EXERCISE INPUT:
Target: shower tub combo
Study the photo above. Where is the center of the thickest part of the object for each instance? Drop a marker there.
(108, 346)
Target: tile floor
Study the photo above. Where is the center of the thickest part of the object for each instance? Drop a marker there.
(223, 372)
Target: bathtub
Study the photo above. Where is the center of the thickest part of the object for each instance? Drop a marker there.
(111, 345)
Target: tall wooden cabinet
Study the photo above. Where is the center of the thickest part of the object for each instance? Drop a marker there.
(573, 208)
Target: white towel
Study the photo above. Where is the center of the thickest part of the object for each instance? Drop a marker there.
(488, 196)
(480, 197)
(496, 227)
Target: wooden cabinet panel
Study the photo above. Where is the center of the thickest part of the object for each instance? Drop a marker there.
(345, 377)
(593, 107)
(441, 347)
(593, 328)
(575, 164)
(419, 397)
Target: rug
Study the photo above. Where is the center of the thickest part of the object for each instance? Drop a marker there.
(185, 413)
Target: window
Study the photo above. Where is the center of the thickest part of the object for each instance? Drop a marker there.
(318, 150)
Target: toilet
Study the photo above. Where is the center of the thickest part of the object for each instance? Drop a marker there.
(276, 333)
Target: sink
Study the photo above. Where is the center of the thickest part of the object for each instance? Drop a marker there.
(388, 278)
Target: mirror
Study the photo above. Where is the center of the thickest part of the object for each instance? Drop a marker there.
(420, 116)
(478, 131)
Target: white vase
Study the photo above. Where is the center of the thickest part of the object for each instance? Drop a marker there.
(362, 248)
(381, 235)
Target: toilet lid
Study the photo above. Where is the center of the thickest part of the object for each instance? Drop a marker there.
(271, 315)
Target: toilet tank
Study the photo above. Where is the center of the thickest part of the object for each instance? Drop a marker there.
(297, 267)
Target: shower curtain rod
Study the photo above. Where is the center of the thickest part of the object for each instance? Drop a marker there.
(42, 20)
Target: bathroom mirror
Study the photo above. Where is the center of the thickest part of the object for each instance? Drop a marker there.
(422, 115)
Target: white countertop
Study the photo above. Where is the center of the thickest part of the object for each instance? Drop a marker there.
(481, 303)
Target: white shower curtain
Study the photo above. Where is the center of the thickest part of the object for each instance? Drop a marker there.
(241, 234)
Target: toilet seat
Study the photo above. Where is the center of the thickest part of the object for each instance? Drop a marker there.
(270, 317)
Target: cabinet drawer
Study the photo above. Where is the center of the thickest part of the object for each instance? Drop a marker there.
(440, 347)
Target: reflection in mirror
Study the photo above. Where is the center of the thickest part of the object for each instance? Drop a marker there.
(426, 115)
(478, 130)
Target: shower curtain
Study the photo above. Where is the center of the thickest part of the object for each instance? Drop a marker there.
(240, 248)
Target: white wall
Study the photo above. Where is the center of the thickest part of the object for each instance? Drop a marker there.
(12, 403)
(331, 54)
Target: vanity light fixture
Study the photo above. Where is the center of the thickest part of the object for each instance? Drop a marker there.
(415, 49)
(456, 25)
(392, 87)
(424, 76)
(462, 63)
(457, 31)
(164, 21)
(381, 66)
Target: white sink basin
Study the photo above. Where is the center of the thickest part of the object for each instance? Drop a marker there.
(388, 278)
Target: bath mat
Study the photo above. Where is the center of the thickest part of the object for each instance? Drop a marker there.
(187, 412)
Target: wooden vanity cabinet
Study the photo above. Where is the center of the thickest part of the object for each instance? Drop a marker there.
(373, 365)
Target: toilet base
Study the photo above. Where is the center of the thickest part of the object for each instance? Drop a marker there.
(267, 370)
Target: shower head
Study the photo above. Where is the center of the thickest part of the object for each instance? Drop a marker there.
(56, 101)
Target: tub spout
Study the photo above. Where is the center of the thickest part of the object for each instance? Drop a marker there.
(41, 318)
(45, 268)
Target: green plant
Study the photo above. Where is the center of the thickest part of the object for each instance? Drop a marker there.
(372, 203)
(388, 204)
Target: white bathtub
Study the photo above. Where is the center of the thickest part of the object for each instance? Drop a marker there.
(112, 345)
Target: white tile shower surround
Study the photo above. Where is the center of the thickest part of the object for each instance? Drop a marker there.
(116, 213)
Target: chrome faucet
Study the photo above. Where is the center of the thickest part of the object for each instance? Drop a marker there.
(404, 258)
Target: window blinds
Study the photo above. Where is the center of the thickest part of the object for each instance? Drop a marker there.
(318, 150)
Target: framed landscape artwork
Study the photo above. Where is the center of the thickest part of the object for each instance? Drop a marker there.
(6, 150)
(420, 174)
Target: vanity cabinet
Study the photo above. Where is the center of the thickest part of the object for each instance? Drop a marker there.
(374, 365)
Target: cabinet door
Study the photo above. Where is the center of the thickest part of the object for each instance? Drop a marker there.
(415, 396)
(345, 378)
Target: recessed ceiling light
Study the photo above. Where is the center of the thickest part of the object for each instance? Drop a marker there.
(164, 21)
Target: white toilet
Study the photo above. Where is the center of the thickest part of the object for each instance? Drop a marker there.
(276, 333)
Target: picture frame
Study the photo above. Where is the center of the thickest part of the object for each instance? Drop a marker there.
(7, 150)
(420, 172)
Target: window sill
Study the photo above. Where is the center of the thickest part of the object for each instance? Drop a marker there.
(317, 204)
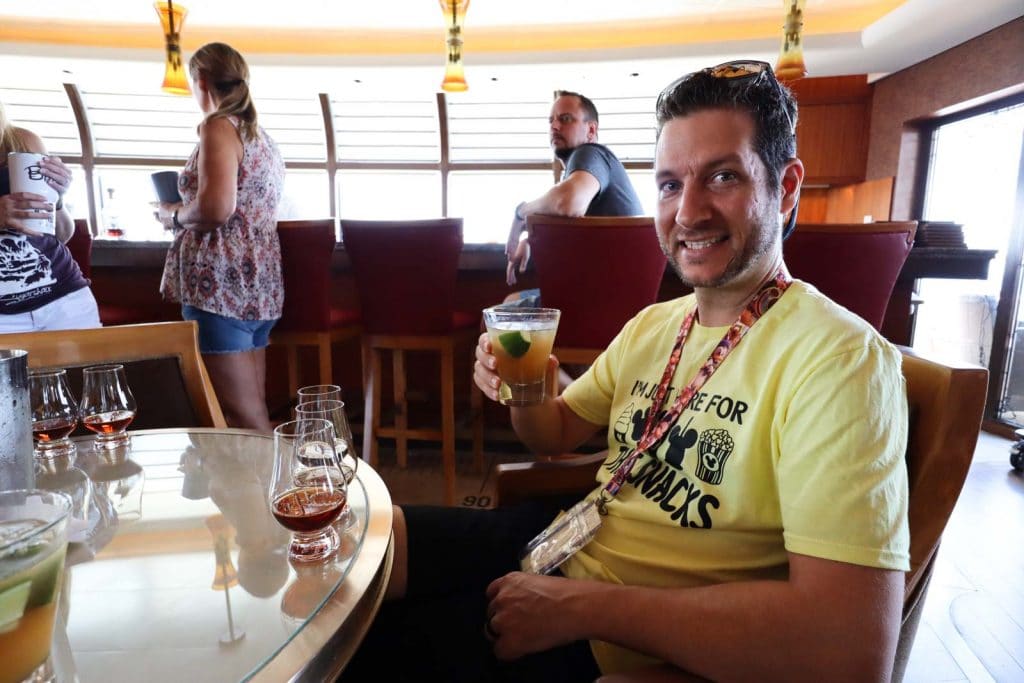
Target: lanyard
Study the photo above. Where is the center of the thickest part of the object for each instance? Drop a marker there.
(653, 428)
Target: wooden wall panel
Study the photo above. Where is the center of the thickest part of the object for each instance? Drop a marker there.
(982, 69)
(863, 202)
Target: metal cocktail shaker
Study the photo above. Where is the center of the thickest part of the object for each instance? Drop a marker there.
(16, 467)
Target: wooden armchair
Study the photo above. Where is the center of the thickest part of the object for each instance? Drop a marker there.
(162, 363)
(946, 404)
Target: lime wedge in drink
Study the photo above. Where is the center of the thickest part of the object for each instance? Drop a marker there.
(516, 343)
(12, 602)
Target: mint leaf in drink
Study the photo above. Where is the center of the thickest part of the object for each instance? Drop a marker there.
(515, 343)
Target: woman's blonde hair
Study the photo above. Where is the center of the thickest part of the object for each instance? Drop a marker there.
(10, 140)
(226, 74)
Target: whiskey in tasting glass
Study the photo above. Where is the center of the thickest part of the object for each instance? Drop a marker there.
(54, 413)
(108, 404)
(307, 487)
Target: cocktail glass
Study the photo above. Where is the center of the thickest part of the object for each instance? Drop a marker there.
(521, 340)
(54, 413)
(108, 404)
(33, 545)
(307, 487)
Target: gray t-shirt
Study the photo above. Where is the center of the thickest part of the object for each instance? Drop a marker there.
(616, 197)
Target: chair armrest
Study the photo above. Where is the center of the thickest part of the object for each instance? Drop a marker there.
(564, 474)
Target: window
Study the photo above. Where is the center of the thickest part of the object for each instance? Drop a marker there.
(126, 202)
(296, 124)
(486, 200)
(386, 130)
(498, 131)
(305, 196)
(46, 113)
(973, 180)
(384, 195)
(126, 124)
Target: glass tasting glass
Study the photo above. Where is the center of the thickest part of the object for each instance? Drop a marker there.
(344, 443)
(307, 487)
(334, 411)
(108, 406)
(314, 392)
(54, 413)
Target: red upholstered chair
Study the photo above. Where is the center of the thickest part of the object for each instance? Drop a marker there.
(599, 272)
(308, 318)
(80, 246)
(854, 264)
(406, 275)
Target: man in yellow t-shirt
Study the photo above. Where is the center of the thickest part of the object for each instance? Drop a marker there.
(761, 531)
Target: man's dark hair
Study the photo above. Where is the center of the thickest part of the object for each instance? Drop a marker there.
(767, 102)
(590, 112)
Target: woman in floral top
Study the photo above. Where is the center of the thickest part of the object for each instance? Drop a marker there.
(224, 262)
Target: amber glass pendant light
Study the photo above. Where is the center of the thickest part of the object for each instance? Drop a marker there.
(791, 58)
(455, 13)
(171, 18)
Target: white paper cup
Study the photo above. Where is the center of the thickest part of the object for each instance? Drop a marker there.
(27, 176)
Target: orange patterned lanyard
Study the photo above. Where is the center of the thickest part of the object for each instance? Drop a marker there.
(653, 428)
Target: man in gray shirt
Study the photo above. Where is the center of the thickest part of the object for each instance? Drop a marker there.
(594, 182)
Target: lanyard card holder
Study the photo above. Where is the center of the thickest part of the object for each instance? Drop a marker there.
(562, 539)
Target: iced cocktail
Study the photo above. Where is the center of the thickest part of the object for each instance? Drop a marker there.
(521, 340)
(33, 544)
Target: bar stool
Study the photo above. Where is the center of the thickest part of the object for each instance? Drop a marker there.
(406, 275)
(308, 318)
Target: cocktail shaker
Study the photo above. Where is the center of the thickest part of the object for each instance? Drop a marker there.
(16, 468)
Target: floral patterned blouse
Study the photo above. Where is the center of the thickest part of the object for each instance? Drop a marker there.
(233, 270)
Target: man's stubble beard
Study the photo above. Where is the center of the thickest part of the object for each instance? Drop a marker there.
(767, 231)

THE PROBLEM:
Copy out the lines again, starting at the line that has "Target: orange patterned lanyard" and ending with the final line. Keep the requests, and multiply every point coordinate in the answers by 0.5, rounding to whole numbers with halves going up.

EXERCISE RESULT:
Target: orange patterned lanyard
Study the photo above. Where is the center of the thickest part of the object for each instance? Drop a marker there.
(327, 214)
Target: man in gray shirt
Study the photo above. Where is the center of the thickest part of the object for each instance? Drop a marker there.
(297, 91)
Target: lanyard card holder
Study the photo above. Where is the center of the thickest part of the object for each instance? Drop a marker there.
(281, 270)
Target: iced cocktail
Study the photo above. Where is the center of the thickest part of the object for each instance? Drop a marker there.
(261, 170)
(17, 272)
Target: bar stool
Study the photo above. Where is the center of the thickest part of the object for each instance? Drop a marker there.
(203, 138)
(154, 159)
Target: cocktail shaker
Study the photo above. Where is the center of the thickest part of the object for each instance? Drop a marker there.
(8, 234)
Target: floral patterned blouse
Study the photo above. Where is the center of the thickest part of the object for each instance? Drop a marker there.
(117, 135)
Target: man's stubble beard
Study the photo above. Where is the center of the thickest part of the object for each instance? Drop a marker there.
(384, 116)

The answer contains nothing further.